Records from a data collection:
----

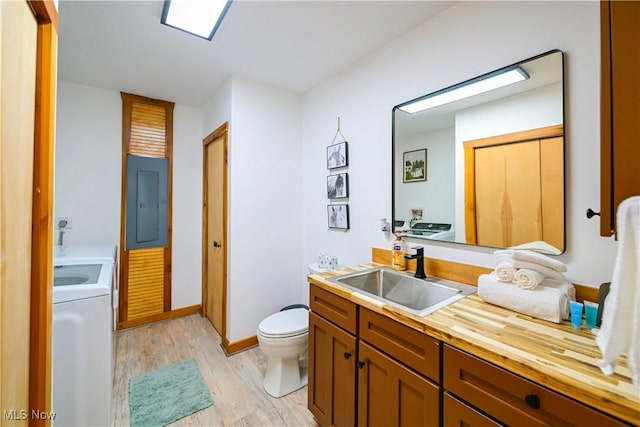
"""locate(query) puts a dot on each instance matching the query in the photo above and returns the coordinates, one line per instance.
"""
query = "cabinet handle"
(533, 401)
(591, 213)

----

## Your instructions
Return every entry unchanged and skip the pictures.

## Finished task
"""locate(query) puts a dot on each instance matching the query in the photo above and returns the coordinates, one line per instance.
"""
query = "cabinet handle"
(533, 401)
(591, 213)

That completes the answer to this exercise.